## WHAT THIS TASK INVOLVES
Rewrite all the rows below, changing each occurrence of "plaid blanket" to "checkered blanket" and keeping everything else unchanged.

## DATA EXTRACT
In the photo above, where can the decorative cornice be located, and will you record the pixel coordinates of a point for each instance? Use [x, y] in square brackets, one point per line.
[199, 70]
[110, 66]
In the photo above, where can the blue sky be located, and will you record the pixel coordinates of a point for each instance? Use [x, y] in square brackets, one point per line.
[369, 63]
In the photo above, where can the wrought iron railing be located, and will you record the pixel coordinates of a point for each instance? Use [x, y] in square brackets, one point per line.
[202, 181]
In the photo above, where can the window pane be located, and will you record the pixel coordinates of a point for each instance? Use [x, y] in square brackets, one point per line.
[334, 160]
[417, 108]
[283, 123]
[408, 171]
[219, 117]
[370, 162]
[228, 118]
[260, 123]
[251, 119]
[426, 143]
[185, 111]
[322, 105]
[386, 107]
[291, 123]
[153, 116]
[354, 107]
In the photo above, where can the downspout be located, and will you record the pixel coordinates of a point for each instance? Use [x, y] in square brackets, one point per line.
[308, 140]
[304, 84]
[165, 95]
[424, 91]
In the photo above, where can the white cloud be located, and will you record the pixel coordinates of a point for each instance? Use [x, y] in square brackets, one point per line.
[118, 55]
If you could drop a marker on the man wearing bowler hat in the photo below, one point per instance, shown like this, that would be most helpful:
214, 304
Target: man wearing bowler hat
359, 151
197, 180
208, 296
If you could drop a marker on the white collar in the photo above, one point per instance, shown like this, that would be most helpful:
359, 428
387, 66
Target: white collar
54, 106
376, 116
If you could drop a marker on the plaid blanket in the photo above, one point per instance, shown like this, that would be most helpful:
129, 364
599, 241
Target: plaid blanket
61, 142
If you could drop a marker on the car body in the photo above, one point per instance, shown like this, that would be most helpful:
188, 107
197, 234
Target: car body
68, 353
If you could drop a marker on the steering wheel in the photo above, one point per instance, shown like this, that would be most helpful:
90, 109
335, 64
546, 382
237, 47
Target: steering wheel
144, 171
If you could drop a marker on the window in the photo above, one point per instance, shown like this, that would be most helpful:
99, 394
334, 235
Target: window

## RESPONSE TO THE TASK
In the photo above, where can the decorative cornice be located, and will you record the pixel coordinates of a point for each instance? Use [x, y] in square brackets, one point per line.
[199, 70]
[110, 66]
In the photo above, where can the blue sky be located, and will you record the pixel coordinates of a point for each instance? Use [x, y] in square brackets, one point per line.
[369, 63]
In the photo above, where can the wrought iron railing be located, and will you record the pixel coordinates of a point for each instance? Use [x, y] in square brackets, one point per line.
[202, 181]
In the photo above, where can the window pane be located, and will you record the pixel coordinates of a point for each instance? Use [x, y] in square brackets, one point per line.
[334, 160]
[417, 108]
[283, 123]
[408, 171]
[219, 117]
[370, 162]
[228, 118]
[260, 123]
[251, 119]
[426, 143]
[185, 111]
[322, 105]
[386, 107]
[291, 123]
[153, 116]
[354, 107]
In the photo above, where can the downspout be located, and will you record the pixel coordinates of a point for each instance? Use [x, y] in square brackets, one point per line.
[308, 140]
[304, 84]
[165, 95]
[424, 91]
In the photo above, where can the white cloud be located, and will you record the pixel coordinates of a point for each instance? Use [x, y] in square brackets, one point per line.
[118, 55]
If you could drop a marker on the man wearing bowler hat in the photo below, one point per instance, shown like this, that would be most helpful:
214, 304
Target: man wearing bowler hat
359, 151
197, 180
208, 296
If you could drop a marker on the white collar in the photo above, one point per instance, shown like this, that would be most helpful:
359, 428
387, 66
Target: white collar
54, 106
376, 116
If you could drop a marker on the checkered blanket in the photo above, one point per instance, shown like this, that would be most helpful:
129, 364
599, 241
Target: checkered blanket
61, 142
If you could drop a marker on the car body in the photo above, one point per instance, shown like this, that would be most helpful:
188, 107
197, 234
Target: car body
68, 353
If you could drop a marker on the steering wheel in the photo above, one point per instance, shown like this, that would be most helpful:
90, 109
335, 64
546, 382
237, 47
Target: steering wheel
144, 171
If you could drop a marker on the window in the photo above, one point per instance, shown like this, that would be most helpful:
99, 394
334, 235
Target: window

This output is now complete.